--- Extracted entries ---

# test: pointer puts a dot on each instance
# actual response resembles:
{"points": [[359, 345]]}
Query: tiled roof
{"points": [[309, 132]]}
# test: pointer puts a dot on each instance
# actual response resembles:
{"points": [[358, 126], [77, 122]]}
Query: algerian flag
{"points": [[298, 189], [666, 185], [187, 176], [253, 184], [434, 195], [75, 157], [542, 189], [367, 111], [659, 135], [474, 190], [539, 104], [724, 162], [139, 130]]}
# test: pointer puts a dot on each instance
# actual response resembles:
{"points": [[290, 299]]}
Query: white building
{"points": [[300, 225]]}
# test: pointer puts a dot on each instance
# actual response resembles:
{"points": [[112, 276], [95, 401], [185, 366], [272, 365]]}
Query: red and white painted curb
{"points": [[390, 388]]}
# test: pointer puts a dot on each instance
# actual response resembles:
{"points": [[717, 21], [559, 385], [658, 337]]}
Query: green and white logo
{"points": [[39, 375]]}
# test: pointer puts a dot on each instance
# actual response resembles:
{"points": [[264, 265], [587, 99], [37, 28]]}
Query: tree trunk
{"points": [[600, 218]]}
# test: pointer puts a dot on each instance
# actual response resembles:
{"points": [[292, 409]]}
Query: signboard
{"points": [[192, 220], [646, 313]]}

---
--- Extracted entries ---

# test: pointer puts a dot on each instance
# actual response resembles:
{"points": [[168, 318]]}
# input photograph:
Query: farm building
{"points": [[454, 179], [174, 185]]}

---

Count the lines above that contain the word "building", matching case exactly. Reply with the number alone.

2